| TASK DESCRIPTION |
Please find every line in the rows below that contains the word "wall" and copy each of those lines.

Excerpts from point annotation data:

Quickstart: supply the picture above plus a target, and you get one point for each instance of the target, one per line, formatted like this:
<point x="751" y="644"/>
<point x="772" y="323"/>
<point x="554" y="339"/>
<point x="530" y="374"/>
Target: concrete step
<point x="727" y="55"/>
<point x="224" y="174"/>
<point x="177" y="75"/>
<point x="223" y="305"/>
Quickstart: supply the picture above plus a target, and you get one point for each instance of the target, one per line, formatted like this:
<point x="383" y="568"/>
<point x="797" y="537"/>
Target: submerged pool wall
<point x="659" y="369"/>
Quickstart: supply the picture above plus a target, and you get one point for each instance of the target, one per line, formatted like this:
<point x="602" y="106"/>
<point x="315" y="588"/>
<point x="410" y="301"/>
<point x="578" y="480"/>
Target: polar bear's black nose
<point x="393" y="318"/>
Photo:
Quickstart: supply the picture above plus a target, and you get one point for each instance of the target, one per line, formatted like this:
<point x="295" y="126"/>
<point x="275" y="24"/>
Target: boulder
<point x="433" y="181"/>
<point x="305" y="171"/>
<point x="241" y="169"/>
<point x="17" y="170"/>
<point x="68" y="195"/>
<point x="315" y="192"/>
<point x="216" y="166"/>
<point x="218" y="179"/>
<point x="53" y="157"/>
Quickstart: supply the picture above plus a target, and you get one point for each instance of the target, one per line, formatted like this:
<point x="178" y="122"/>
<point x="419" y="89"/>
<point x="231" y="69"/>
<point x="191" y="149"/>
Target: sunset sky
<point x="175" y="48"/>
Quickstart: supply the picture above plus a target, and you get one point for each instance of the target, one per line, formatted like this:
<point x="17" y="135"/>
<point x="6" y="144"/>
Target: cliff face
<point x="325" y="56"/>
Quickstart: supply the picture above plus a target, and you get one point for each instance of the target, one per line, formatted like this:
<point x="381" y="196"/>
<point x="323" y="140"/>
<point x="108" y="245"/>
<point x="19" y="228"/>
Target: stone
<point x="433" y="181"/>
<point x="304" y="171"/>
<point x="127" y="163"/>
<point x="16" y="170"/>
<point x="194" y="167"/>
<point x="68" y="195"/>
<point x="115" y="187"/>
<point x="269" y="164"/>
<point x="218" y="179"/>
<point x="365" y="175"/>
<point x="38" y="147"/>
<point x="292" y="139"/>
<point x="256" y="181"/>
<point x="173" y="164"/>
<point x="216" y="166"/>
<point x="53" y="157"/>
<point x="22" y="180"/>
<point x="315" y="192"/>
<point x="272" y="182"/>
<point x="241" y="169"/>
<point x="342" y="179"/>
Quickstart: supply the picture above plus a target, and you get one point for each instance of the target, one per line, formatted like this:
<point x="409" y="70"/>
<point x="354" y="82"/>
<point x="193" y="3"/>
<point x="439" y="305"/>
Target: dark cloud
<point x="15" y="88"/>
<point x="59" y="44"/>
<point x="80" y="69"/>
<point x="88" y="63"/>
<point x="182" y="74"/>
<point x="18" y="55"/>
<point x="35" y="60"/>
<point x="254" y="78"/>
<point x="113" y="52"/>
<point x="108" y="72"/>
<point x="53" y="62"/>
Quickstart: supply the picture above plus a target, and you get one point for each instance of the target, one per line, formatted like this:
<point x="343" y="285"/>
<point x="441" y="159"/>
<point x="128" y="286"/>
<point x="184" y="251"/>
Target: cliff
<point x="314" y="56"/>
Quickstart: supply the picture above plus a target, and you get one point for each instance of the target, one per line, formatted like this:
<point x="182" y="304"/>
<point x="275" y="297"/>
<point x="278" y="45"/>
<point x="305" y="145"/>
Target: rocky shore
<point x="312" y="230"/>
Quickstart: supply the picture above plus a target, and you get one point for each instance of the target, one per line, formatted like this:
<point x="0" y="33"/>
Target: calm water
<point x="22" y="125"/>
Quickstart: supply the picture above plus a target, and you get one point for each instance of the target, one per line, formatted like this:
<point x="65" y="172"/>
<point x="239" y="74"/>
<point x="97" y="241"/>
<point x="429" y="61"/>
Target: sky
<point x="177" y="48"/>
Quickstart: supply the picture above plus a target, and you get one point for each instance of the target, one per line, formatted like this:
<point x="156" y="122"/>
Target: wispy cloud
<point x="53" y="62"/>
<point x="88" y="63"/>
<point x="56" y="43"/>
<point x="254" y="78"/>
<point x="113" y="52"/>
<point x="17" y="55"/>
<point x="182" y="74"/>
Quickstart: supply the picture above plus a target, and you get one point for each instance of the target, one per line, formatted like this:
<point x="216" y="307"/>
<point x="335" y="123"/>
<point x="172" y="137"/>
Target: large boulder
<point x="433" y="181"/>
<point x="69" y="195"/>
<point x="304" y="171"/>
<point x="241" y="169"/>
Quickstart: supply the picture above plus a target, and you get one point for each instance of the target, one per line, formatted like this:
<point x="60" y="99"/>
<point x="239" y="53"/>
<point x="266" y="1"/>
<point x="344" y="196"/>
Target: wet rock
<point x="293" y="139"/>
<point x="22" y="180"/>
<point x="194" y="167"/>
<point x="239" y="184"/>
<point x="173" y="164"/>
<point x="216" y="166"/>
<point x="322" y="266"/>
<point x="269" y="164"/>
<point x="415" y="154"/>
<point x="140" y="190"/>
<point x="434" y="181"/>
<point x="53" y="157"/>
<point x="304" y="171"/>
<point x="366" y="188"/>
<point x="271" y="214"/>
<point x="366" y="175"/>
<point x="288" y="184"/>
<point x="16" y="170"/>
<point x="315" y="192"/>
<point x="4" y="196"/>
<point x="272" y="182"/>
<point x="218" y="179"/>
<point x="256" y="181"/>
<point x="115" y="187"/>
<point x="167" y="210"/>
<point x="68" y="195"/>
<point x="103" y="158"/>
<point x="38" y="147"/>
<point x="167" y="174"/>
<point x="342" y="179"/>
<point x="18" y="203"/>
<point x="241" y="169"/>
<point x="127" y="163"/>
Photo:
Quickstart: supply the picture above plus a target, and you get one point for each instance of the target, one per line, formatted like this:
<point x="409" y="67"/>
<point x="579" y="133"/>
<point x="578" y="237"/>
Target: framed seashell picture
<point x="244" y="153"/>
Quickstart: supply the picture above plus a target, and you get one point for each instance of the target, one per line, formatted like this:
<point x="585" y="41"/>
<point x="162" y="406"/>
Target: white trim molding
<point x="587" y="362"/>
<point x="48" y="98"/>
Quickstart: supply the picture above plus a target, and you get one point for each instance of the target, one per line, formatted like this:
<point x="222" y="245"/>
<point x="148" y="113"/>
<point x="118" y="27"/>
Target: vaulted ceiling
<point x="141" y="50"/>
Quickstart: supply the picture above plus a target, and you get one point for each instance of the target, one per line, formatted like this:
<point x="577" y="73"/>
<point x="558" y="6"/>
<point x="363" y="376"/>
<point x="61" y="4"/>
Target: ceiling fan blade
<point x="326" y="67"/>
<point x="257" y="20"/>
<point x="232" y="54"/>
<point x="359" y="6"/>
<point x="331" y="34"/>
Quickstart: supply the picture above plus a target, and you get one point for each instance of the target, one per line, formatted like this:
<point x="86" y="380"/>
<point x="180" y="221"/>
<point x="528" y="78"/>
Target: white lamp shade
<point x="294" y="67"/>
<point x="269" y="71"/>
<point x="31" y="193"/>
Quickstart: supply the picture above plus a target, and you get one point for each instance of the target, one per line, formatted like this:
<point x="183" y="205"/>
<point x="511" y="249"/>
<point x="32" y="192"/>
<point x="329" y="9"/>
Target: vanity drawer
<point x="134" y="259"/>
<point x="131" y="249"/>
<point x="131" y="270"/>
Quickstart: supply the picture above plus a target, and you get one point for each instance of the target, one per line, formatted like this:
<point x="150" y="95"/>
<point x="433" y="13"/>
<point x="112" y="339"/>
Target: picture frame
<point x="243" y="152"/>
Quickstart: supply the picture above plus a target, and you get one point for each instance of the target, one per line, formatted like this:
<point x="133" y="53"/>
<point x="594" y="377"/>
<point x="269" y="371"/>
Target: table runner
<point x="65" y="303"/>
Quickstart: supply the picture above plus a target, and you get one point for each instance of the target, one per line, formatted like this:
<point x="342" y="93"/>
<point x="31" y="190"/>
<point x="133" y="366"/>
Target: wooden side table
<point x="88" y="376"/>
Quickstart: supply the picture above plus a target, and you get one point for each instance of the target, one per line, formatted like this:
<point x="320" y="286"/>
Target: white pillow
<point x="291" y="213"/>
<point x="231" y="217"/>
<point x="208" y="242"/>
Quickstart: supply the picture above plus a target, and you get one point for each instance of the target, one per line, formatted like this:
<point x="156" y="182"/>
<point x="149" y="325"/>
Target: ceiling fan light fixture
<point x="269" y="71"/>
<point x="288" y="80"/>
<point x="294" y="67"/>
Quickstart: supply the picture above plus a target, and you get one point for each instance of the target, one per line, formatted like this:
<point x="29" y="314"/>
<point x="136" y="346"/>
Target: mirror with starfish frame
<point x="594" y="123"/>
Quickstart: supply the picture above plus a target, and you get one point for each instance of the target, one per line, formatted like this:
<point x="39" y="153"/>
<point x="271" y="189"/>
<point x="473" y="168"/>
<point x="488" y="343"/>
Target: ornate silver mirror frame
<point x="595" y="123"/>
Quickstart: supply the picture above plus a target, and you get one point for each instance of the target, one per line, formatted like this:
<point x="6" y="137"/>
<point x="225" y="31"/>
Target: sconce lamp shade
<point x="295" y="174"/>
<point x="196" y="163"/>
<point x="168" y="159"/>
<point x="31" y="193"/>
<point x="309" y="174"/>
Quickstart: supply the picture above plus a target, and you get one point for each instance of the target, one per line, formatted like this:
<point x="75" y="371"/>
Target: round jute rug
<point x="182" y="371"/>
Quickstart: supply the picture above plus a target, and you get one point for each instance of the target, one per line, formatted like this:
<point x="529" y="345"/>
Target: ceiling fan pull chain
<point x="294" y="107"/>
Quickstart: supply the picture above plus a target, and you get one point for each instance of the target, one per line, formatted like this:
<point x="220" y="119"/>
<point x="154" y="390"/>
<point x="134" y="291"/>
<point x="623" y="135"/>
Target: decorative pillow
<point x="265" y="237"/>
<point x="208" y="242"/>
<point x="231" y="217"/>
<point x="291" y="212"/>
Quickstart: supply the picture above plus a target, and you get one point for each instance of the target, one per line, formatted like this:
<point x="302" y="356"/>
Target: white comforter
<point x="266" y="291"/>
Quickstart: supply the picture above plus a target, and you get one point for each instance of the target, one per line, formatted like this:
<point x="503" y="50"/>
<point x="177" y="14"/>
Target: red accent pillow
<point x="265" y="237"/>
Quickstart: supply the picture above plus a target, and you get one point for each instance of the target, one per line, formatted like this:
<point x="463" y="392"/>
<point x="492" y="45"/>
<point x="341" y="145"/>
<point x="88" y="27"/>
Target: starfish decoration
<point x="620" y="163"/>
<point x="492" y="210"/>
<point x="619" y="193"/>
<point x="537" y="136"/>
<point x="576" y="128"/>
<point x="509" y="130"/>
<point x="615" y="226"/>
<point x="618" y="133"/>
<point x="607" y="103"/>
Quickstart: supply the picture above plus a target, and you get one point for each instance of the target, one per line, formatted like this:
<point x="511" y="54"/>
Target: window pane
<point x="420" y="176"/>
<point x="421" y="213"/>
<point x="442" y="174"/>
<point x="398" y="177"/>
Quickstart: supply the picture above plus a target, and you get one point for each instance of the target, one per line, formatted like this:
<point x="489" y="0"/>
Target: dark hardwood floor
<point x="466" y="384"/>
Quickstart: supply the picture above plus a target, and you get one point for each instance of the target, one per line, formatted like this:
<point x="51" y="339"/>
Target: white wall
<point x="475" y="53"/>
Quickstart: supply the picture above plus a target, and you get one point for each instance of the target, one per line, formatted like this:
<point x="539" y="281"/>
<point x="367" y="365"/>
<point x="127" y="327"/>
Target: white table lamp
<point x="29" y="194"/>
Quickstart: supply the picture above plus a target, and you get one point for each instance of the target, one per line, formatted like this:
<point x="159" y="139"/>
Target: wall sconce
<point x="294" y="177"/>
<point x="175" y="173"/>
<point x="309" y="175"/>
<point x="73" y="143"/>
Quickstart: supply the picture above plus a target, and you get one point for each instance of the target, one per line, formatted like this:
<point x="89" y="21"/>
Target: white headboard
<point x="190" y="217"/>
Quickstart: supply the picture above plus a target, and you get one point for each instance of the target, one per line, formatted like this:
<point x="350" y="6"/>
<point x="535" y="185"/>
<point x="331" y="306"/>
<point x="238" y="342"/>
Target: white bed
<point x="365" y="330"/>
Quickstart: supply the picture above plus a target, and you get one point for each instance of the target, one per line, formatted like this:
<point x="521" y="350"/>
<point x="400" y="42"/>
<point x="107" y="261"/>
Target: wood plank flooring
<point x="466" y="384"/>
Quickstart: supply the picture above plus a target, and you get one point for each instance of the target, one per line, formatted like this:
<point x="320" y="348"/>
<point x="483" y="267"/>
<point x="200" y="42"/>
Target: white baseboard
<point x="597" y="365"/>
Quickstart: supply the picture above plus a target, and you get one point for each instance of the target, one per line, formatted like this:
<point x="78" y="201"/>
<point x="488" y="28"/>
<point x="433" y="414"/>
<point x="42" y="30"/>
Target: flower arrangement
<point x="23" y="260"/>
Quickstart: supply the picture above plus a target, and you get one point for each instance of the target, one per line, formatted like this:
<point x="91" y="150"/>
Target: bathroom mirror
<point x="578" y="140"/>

| RESPONSE |
Target: submerged pool wall
Target: white wall
Target: wall sconce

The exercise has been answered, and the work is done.